Stored data entries
++++++++++
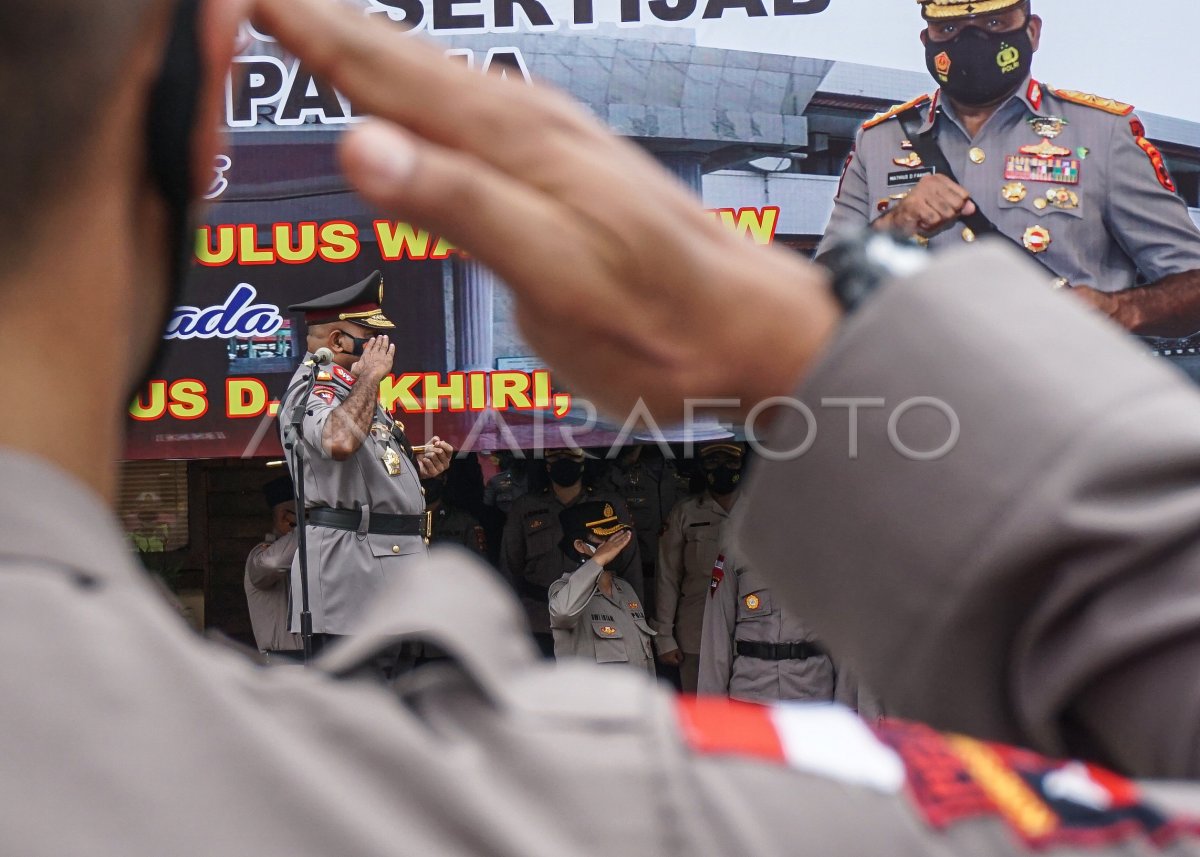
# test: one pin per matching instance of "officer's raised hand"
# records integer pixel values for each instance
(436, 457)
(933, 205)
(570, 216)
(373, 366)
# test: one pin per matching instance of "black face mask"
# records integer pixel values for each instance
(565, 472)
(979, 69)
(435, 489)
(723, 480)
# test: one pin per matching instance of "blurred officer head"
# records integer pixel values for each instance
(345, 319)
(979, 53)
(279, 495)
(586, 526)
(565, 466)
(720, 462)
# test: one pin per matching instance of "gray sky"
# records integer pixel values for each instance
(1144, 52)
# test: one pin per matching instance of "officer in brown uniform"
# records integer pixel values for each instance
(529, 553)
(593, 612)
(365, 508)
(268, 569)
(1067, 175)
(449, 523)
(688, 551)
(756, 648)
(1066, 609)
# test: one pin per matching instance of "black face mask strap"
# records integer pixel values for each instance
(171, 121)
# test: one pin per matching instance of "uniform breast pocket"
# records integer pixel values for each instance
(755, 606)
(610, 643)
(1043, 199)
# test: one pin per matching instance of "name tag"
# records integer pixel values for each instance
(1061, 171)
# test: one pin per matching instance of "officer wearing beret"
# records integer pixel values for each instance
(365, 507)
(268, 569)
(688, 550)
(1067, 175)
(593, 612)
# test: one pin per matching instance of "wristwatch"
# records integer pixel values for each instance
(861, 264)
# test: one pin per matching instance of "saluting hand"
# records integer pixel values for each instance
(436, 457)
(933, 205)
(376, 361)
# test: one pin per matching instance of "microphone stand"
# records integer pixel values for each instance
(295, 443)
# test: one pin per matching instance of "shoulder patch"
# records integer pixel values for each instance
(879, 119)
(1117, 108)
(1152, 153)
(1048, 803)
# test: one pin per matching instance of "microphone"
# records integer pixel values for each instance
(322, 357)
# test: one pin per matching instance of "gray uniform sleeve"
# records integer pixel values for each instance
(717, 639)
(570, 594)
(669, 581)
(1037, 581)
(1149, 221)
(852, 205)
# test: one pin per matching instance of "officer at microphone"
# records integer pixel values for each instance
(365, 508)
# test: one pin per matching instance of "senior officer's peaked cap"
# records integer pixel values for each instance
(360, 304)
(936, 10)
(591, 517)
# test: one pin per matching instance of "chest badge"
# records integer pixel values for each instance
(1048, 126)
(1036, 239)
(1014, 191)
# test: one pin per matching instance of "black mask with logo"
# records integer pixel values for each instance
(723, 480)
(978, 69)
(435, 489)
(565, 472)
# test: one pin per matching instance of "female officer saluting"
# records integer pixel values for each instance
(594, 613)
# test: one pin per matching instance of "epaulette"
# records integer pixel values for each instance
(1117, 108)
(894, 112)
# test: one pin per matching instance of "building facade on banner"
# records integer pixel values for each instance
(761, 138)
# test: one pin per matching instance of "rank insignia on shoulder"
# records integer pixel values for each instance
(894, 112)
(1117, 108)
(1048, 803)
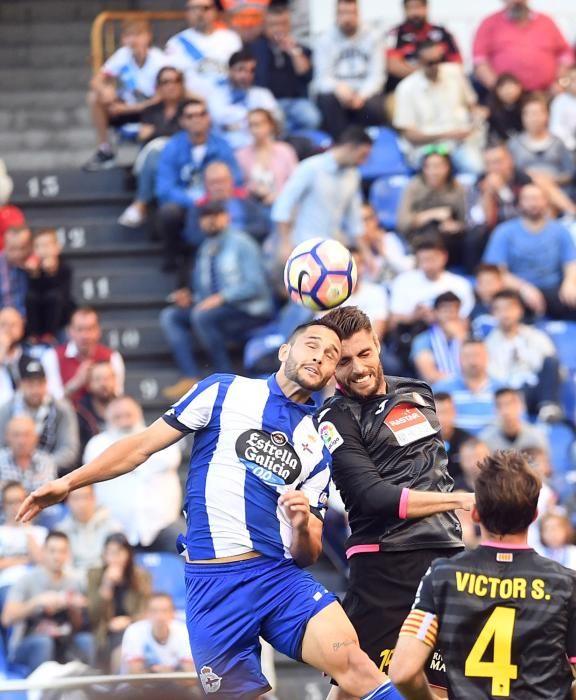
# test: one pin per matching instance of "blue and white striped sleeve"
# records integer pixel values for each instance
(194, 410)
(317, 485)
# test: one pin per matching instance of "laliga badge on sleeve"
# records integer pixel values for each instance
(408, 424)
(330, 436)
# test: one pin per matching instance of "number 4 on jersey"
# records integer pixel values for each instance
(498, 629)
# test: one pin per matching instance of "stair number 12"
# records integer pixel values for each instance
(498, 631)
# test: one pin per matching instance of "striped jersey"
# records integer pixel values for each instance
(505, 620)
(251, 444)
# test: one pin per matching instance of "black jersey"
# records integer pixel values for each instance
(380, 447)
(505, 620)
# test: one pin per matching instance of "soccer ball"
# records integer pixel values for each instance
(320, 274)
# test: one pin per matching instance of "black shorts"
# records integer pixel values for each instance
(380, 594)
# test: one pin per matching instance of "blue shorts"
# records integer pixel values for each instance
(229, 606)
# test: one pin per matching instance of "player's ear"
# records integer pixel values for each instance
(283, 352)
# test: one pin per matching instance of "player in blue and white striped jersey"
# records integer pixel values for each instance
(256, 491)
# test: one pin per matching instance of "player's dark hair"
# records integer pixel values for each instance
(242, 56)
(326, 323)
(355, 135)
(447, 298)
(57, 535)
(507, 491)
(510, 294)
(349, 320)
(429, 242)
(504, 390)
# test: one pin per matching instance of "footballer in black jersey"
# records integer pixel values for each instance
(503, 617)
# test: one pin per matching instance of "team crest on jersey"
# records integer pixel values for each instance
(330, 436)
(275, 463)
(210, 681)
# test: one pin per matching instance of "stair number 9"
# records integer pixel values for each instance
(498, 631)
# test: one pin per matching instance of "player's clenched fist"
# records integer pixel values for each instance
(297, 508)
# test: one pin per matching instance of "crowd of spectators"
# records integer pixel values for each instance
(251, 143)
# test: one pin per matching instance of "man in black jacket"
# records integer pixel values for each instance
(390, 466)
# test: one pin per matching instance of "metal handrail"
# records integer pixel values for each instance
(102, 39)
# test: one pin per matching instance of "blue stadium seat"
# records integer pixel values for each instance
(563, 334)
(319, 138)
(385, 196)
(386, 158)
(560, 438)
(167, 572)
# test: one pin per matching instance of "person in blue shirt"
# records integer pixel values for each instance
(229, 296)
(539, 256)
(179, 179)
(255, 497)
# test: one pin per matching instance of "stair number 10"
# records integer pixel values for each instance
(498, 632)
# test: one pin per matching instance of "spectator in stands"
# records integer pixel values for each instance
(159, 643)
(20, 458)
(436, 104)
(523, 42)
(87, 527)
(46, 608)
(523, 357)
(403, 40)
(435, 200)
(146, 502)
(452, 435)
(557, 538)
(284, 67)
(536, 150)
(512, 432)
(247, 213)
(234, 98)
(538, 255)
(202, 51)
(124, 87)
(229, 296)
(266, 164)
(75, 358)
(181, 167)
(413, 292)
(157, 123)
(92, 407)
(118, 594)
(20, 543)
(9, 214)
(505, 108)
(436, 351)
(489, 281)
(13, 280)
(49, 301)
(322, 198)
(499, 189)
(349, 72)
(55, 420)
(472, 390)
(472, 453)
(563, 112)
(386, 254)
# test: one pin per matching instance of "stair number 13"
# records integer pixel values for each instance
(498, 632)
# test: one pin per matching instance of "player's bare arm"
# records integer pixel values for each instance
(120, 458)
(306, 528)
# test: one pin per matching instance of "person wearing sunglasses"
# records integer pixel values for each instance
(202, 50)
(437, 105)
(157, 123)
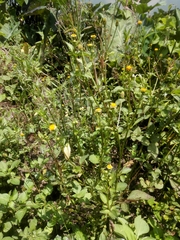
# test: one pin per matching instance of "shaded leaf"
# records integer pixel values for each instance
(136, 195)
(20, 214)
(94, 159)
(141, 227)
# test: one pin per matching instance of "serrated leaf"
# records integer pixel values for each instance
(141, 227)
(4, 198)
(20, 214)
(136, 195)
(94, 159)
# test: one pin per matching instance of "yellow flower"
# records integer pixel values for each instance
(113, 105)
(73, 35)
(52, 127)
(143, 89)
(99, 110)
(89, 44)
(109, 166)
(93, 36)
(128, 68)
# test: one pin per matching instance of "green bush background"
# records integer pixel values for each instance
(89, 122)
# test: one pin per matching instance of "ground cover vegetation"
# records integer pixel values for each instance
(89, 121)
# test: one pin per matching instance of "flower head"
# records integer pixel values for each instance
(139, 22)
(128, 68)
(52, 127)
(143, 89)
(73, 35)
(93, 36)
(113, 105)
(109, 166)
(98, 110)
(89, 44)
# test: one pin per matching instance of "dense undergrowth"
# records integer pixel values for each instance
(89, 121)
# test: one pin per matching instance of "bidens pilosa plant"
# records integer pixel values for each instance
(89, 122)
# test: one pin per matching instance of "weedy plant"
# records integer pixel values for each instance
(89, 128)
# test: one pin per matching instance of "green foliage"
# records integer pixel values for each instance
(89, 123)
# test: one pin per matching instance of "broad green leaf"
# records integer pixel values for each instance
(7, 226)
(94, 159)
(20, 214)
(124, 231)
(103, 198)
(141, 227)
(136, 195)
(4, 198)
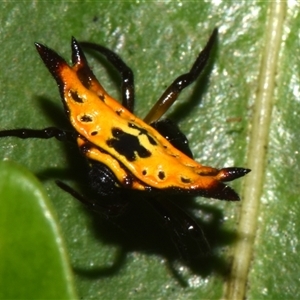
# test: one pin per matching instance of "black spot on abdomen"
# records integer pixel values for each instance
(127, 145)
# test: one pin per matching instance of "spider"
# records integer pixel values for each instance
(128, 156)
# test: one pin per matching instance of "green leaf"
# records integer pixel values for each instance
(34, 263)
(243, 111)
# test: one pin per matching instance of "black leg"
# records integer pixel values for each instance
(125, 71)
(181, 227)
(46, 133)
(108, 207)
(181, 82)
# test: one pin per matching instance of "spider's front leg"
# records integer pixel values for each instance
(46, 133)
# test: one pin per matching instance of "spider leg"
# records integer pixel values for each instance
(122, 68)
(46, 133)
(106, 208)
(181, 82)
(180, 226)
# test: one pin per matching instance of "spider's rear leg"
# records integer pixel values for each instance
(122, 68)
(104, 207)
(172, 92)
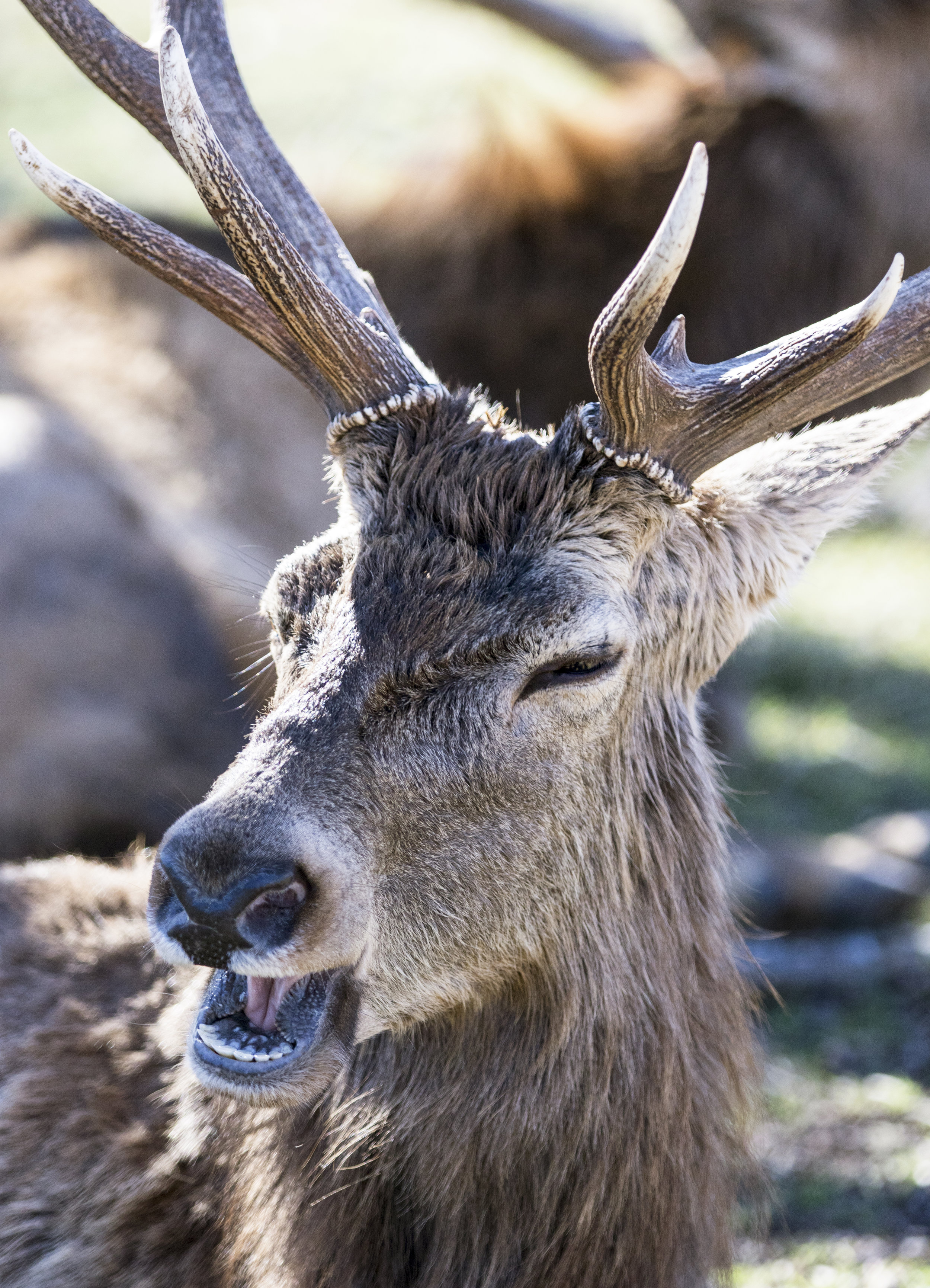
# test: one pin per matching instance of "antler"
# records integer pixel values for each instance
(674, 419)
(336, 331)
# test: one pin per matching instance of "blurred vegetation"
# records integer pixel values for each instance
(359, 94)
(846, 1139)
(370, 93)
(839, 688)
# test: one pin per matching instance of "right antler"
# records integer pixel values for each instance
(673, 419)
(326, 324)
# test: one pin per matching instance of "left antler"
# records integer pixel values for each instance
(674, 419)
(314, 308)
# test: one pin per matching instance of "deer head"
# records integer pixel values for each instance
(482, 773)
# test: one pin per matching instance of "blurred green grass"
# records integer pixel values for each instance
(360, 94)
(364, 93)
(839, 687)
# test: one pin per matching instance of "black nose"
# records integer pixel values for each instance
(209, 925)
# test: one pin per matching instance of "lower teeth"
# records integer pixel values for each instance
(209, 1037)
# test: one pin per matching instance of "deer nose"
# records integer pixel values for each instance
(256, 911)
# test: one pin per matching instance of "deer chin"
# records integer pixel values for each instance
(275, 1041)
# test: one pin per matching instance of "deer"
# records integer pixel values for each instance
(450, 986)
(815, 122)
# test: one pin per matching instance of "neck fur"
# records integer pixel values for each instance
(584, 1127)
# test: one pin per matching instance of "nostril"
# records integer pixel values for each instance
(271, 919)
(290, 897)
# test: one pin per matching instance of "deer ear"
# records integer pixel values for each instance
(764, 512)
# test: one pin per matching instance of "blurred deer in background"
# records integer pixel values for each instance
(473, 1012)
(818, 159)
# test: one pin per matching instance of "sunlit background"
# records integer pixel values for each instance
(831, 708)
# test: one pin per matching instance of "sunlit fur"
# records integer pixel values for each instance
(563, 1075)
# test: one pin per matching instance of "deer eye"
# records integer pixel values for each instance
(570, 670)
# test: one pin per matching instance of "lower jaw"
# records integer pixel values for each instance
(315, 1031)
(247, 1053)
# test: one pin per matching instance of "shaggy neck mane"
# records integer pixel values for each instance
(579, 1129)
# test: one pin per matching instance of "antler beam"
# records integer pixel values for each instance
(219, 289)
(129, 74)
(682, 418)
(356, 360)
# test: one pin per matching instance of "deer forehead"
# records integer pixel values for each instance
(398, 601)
++++++++++
PROBLEM STATEMENT
Could you copy every line from the records that has "antler" in it?

EXERCISE OUTPUT
# test: one pin per matching instance of "antler"
# test: one pin per matching instance of "right antler"
# test: one pin per matching instance of "left antler"
# test: one pin per matching instance of "antler beam"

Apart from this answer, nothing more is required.